(WHAT NEEDS TO BE DONE) Give back the full data, unchanged and complete.

----

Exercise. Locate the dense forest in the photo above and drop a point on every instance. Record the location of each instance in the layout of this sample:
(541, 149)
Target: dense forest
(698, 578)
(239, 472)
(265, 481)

----

(TASK RESULT)
Exercise. Locate the dense forest in the photo above and drop a point on every instance. Record the location of each instance in the layout of this sample:
(541, 149)
Target: dense forest
(698, 578)
(239, 472)
(265, 481)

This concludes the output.